**Exercise task**
Write out the following piece on young adult books in full, word for word.

Young-adult-reading-library-book

YA: For Teens or Adults?

Young-adult-reading-library-bookOne of my favorite responsibilities as a youth services librarian is choosing new young adult books to purchase for the library’s expanding collection.  Young adult books (or YA as we say in the library world) is one of the most well-known and fastest growing literary genres in this decade. Most people learn about young adult books through the popular trend of adapting their plots for the silver screen. Recent films like Ready Player One, The Hunger Games trilogy, and The Fault in Our Stars have turned public interest to the books these movies are based on and sparked adult interest in books intended for adolescents.

“Young adult literature” is a rather amorphous term that is challenging to define and seems to change every few years. Originally, “YA” came into its own as a bonafide literary sub-genre sometime in the 1950s and 1960s, when novels intended for adults had realistic settings and focused on the issues adolescents were facing at the time.  J.D. Salinger probably didn’t intend for Catcher in the Rye to be a massive hit with teens when he published it in 1951 but it’s almost exclusively read as a part of high school curricula and categorized as YA in many library collections today.

**Supplied material**
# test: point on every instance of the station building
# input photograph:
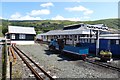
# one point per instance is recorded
(21, 35)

**Solution to the exercise**
Young-adult-reading-library-book

YA: For Teens or Adults?

Young-adult-reading-library-bookOne of my favorite responsibilities as a youth services librarian is choosing new young adult books to purchase for the library’s expanding collection.  Young adult books (or YA as we say in the library world) is one of the most well-known and fastest growing literary genres in this decade. Most people learn about young adult books through the popular trend of adapting their plots for the silver screen. Recent films like Ready Player One, The Hunger Games trilogy, and The Fault in Our Stars have turned public interest to the books these movies are based on and sparked adult interest in books intended for adolescents.

“Young adult literature” is a rather amorphous term that is challenging to define and seems to change every few years. Originally, “YA” came into its own as a bonafide literary sub-genre sometime in the 1950s and 1960s, when novels intended for adults had realistic settings and focused on the issues adolescents were facing at the time.  J.D. Salinger probably didn’t intend for Catcher in the Rye to be a massive hit with teens when he published it in 1951 but it’s almost exclusively read as a part of high school curricula and categorized as YA in many library collections today.